··· Given records ···

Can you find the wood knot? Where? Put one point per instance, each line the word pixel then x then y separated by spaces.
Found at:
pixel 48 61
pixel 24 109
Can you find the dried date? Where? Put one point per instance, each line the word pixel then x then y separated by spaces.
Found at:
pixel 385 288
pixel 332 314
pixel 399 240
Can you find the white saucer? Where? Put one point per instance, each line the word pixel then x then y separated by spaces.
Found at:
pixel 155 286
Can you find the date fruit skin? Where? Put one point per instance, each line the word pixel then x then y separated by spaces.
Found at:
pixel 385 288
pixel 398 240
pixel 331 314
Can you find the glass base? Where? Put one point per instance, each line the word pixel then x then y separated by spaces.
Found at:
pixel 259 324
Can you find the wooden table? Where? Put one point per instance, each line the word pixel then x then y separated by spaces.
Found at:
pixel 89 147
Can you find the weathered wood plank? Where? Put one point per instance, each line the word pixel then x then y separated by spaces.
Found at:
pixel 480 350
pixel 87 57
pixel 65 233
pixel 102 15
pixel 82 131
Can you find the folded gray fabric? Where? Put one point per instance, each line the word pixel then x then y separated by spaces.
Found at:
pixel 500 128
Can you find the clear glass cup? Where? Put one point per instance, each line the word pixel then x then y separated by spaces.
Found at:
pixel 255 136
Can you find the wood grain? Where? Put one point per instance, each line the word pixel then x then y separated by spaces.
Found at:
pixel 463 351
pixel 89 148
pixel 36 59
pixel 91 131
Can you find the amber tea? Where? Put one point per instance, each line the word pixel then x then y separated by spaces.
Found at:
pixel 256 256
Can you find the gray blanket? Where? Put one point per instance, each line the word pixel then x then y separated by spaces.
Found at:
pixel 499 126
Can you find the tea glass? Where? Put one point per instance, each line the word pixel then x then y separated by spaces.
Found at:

···

Each line from the one with "Can you find the white" through the end of the records above should be written out exactly. No other line should appear.

Task result:
Can you find the white saucer? Where? Put one point per instance, each line the word pixel then x then y separated by spaces.
Found at:
pixel 155 286
Can you find the date fruit skin? Where? Put one point per instance, each line the word pixel then x then y separated by spaces.
Found at:
pixel 385 288
pixel 398 240
pixel 331 314
Can you find the glass base? Where? Put one point per instance, each line the word pixel then x then y separated by spaces.
Found at:
pixel 259 324
Can you find the wooden table? Where? Put one point per instance, each line the word pixel then x then y separated by spaces.
Found at:
pixel 89 147
Can you find the weathered wood plank? Where? Put one point per instance, each line the word pixel then x then y separated by spaces.
Found at:
pixel 480 350
pixel 87 57
pixel 65 233
pixel 102 15
pixel 82 131
Can you find the folded gray fabric? Where? Put one point per instance, each line the word pixel then x then y separated by spaces.
Found at:
pixel 500 128
Can you find the clear glass cup? Where? Put one point per instance, each line the word pixel then x then y separated by spaces.
Found at:
pixel 255 136
Can you find the wood grain? Where? Put one point per instance, each line the word pixel then x then y separated by spaces.
Found at:
pixel 463 351
pixel 89 148
pixel 36 59
pixel 91 131
Can you find the amber tea? Where? Put one point per instance, each line the word pixel then x then y separated by spaces.
Found at:
pixel 256 256
Can you find the gray blanket? Where? Put one point per instance, each line the word pixel then x then y separated by spaces.
Found at:
pixel 499 126
Can you find the tea glass? Where? Put one point per instance, each line the word pixel then x then y separated by spaces.
Found at:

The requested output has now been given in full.